# EXERCISES TO COMPLETE
a: Condense the paragraph of the heart transplant account that begins "Sometimes it annoys me" into two short sentences, keeping its main facts.
b: Update the heart transplant account from "It has affected" to "a doctor’s appointment." so that "classmates" becomes "schoolmates".
c: Carry the heart transplant account further, beginning after its final sentence.

# STUDY TEXT

◆ ◆ ◆ ◆ ◆ ◆ ◆

I’ve gone to preschool with most of these kids, so they’ve known I’ve had a heart problem most of my life. And then other kids will just find out, but not everyone knows.
My biggest worry might be about friends, actually, since I’m not in school and it’s really hard for them to visit me. I’ll probably go back starting next year in high school. When I go back, will they remember me or will they have all different friends? I don’t’ know if I’d be like an outcast.
A lot of questions
Some people ask a lot of questions. Some people ask really stupid questions. Like, “Does it feel weird that you have a new heart in you?” Or, “Does it hurt that you have a new heart?” I don’t know why your heart would hurt! I think the strangest question was, “If you had the heart and they dropped it on the floor in the operating room, would you still be able to get it, or would they sterilize it, or would they throw it out in the garbage?” I’m like, “I don’t know…”
Sometimes it annoys me because I get the same question over and over again. Like I get a lot the question, “Do you know who it’s from?” But I don’t know, so it kind of just annoys me. But then other questions that are interesting, like they’ll actually learn something from it, they don’t bug me at all.
It has affected my social life just because, like, we’ll be talking at a sleepover or something, and something someone will say will remind me of something I’ve done at the hospital, but that’s not a normal thing every 14-year-old girl has experienced! Just telling it, like, saying it out loud, everybody looks at you like, “What are you saying?” But I don’t care! I know who I am as a person, and they are still trying to figure it out.
Closer to my doctors
A lot of my classmates have been through it with me, for the second transplant…I mean, obviously, I can’t explain everything to them, they won’t understand, but I try to keep them involved and tell them how I am and stuff. And they somewhat understand: they know that I might not be here for a day because I have to go into the hospital for a doctor’s appointment.

◆ ◆ ◆ ◆ ◆ ◆ ◆

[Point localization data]
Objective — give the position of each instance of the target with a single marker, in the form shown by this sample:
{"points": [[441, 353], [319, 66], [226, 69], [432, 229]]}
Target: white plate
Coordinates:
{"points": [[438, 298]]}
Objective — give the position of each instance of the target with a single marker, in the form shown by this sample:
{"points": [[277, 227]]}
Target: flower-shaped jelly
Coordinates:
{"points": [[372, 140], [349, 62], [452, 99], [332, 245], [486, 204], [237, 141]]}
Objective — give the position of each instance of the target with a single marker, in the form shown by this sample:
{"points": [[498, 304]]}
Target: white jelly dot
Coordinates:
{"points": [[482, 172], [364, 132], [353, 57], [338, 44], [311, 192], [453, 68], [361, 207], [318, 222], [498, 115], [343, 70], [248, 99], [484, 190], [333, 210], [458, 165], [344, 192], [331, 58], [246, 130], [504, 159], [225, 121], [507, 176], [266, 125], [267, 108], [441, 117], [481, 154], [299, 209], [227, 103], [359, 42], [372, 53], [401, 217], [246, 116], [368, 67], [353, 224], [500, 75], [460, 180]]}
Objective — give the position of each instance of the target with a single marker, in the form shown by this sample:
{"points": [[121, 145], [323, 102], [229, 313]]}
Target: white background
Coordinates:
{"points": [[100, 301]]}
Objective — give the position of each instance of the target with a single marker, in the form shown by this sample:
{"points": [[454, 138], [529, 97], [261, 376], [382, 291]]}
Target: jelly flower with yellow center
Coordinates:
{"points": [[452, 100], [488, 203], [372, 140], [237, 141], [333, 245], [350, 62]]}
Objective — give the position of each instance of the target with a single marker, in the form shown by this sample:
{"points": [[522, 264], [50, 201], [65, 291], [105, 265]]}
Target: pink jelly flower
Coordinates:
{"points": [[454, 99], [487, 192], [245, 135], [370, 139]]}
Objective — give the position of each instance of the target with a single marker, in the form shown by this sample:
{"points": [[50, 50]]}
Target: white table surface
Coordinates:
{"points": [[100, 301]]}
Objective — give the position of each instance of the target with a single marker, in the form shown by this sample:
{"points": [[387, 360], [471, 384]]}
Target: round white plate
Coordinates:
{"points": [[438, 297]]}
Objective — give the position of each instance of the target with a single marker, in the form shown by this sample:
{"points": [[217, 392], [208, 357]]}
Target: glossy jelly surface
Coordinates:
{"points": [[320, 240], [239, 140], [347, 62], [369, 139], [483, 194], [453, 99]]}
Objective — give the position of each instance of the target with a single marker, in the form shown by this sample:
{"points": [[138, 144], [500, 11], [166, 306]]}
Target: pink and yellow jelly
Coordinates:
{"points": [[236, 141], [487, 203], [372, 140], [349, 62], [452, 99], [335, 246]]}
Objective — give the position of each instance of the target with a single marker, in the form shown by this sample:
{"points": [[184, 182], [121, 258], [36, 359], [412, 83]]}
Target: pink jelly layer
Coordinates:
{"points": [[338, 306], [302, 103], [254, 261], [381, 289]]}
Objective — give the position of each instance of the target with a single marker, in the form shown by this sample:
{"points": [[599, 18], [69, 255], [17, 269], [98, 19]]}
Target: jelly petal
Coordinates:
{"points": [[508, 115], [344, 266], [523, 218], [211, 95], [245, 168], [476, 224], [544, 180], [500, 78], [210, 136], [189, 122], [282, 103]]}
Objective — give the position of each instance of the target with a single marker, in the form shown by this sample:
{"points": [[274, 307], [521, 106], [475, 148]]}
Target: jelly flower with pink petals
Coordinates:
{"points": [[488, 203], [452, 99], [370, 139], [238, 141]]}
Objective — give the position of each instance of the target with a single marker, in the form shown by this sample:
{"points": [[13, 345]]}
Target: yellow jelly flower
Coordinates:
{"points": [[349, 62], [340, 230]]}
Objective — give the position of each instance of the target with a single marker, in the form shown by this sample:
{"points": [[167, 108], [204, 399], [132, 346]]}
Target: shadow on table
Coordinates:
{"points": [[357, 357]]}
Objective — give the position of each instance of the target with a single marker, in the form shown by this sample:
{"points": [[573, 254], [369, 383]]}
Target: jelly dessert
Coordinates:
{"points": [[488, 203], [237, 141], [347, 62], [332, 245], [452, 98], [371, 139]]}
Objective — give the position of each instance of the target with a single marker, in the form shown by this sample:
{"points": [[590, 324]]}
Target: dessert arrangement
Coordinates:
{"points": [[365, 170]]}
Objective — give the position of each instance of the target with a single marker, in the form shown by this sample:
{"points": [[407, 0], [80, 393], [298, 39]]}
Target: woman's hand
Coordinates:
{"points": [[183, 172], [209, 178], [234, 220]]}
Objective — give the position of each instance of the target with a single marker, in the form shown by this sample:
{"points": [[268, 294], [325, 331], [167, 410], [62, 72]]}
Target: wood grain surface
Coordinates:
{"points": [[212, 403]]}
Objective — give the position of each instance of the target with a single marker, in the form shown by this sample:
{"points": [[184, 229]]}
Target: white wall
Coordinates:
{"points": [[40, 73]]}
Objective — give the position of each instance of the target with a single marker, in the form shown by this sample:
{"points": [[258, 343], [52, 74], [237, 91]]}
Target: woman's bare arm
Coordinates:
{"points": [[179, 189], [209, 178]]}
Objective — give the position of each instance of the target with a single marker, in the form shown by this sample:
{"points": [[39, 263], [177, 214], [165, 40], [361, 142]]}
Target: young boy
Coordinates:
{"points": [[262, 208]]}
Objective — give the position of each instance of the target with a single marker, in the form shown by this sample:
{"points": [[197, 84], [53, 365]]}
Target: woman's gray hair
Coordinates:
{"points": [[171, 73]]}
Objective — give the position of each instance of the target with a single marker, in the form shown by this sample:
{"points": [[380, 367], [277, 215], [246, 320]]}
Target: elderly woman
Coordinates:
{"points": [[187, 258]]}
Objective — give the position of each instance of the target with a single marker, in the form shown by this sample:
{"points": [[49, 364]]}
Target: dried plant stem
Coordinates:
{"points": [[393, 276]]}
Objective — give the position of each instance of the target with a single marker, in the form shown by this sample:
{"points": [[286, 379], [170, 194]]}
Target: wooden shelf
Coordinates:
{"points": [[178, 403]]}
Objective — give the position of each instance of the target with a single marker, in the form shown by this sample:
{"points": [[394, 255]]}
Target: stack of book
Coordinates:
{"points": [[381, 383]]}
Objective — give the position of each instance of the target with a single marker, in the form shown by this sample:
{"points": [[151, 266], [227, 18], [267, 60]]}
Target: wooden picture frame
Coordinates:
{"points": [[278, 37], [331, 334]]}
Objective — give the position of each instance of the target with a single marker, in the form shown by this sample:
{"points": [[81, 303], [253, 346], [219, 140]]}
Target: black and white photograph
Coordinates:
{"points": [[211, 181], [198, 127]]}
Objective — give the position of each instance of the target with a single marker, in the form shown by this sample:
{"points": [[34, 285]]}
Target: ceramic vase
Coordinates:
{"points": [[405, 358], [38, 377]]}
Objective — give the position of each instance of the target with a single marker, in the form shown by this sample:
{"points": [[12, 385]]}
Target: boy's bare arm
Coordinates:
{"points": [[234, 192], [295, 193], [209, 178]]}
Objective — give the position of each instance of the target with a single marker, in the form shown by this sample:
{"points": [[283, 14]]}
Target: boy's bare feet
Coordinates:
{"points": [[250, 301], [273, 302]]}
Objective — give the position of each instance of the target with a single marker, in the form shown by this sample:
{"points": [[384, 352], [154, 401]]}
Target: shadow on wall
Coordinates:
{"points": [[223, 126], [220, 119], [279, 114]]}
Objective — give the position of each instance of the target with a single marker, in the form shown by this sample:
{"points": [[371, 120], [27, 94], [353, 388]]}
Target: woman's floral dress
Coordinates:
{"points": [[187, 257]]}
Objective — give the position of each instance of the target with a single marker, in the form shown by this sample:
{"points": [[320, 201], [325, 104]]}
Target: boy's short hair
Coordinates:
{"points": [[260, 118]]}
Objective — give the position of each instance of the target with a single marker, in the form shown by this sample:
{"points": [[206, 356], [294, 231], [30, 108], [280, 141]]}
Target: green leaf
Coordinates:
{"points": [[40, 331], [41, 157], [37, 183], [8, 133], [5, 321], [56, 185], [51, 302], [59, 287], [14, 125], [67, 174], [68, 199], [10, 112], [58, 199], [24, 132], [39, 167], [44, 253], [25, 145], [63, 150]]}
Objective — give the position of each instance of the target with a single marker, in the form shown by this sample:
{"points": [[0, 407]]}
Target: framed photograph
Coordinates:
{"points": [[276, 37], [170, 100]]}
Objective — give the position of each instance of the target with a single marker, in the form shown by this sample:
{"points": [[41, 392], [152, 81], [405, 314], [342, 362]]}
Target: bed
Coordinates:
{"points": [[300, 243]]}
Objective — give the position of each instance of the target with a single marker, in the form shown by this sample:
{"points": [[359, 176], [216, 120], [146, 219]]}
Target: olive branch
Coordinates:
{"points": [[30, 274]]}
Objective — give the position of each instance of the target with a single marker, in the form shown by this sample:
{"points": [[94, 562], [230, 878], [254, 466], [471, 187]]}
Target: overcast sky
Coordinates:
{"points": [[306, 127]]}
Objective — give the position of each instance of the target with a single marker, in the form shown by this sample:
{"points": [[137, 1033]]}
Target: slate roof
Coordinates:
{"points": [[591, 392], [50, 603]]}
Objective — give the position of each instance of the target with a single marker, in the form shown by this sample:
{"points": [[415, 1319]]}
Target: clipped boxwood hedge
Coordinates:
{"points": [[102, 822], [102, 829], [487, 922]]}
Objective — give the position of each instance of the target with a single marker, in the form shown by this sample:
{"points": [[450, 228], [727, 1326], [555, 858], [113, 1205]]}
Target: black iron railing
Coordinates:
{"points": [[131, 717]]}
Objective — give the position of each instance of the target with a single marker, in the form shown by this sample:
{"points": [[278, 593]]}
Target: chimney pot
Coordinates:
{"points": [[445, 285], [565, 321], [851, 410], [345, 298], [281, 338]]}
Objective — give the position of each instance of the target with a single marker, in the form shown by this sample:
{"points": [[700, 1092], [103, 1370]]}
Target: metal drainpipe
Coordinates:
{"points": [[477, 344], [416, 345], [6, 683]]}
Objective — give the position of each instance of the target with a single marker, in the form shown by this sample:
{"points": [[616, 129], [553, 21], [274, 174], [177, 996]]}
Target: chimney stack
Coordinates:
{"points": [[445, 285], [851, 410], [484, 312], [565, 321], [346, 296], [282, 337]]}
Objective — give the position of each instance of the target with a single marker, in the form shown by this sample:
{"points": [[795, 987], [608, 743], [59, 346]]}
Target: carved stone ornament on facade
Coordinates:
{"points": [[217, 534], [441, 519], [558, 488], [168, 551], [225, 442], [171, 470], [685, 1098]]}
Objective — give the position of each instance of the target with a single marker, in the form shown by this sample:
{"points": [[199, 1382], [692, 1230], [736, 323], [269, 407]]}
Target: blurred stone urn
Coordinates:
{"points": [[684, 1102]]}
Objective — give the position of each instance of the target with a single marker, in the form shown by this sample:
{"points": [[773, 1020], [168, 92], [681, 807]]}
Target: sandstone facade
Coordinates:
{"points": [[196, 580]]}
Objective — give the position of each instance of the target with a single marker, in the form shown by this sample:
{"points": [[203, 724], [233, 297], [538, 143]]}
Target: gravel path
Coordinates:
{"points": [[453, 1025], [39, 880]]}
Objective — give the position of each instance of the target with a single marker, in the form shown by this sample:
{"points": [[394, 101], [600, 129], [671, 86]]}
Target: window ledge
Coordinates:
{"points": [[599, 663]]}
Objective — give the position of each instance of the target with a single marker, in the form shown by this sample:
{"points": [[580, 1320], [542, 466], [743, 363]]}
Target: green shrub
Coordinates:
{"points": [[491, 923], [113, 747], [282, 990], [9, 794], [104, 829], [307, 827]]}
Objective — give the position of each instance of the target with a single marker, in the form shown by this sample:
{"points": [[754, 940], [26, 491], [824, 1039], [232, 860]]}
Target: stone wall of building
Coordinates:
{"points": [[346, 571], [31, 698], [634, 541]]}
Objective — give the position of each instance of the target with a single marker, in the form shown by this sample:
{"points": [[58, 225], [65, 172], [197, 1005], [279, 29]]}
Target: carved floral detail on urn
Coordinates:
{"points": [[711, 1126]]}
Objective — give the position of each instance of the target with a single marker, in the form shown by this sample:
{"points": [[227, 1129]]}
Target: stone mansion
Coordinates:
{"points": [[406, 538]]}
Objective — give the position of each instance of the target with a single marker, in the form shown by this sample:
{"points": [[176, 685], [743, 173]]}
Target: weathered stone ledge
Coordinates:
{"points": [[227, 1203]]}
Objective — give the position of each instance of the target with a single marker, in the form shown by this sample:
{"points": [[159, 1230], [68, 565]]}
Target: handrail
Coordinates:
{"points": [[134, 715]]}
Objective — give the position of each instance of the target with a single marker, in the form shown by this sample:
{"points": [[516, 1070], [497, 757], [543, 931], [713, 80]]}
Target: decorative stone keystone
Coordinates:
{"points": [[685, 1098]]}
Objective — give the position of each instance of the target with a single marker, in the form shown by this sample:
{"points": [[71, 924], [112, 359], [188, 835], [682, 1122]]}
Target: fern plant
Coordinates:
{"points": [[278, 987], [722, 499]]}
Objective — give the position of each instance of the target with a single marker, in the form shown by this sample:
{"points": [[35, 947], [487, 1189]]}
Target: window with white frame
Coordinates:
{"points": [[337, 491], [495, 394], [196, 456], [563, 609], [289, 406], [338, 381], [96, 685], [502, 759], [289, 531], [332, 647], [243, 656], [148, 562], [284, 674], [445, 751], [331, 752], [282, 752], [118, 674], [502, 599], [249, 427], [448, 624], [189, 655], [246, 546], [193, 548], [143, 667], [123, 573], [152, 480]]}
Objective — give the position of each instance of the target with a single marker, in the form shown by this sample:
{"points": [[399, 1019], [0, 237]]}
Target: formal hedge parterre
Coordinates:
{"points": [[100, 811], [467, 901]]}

◆ ◆ ◆ ◆ ◆ ◆ ◆

# ANSWER SECTION
a: Hearing the same question again and again annoys me, especially "Do you know who it's from?", because I don't know. Questions that are interesting and teach people something don't bother me at all.

b:
It has affected my social life just because, like, we’ll be talking at a sleepover or something, and something someone will say will remind me of something I’ve done at the hospital, but that’s not a normal thing every 14-year-old girl has experienced! Just telling it, like, saying it out loud, everybody looks at you like, “What are you saying?” But I don’t care! I know who I am as a person, and they are still trying to figure it out.
Closer to my doctors
A lot of my schoolmates have been through it with me, for the second transplant…I mean, obviously, I can’t explain everything to them, they won’t understand, but I try to keep them involved and tell them how I am and stuff. And they somewhat understand: they know that I might not be here for a day because I have to go into the hospital for a doctor’s appointment.

c:
And I mean, even my friends’ parents don’t understand! I feel like I’m closer to my doctors than I am to my friends, because my doctors, although they haven’t personally experienced it, they’ve seen it so many times that they know the struggles that we face.
I’ve lost a lot of friends
Mom: You know, there were friends I thought were my closest and dearest friends that never called to check on me once. And then there were those that I thought were acquaintances that checked on me all the time, you know, would go and check on my kids, would drop me an email just to say hey.
Jess: You find out your true friends.
Mom: Yeah, you do. You find out who’s there for you.
Jess, 18 and mother
Realizing I was different
Probably the first time I realized that I was different was because I needed to go into the hospital a lot more than other kids. I needed to get different check-ups and treatments and dadadada, but I thought that was kind of normal – I thought every kid kind of did that! Then around preschool, when I was starting to be a preschooler, I remember – it kind of stinks but kids would actually make fun of me because my teeth were discolored because my liver couldn’t clean out all the things it needed to. Before I got my baby teeth, bilirubin, bodily chemicals, were just not being filtered out, so when my teeth came in, they were a bit discolored. Kids really made fun of me for that! I was really confused and I didn’t know why, and my mom explained it to me, so that’s when I kind of became aware.
I didn’t know what to say
It was hard, especially in the summer, playing at the pool, wearing one of those the little flowery bikinis you wear when you’re a little kid, and having slightly older kids come up and look at my scars and be like, “What happened to you?” And I didn’t know what to say!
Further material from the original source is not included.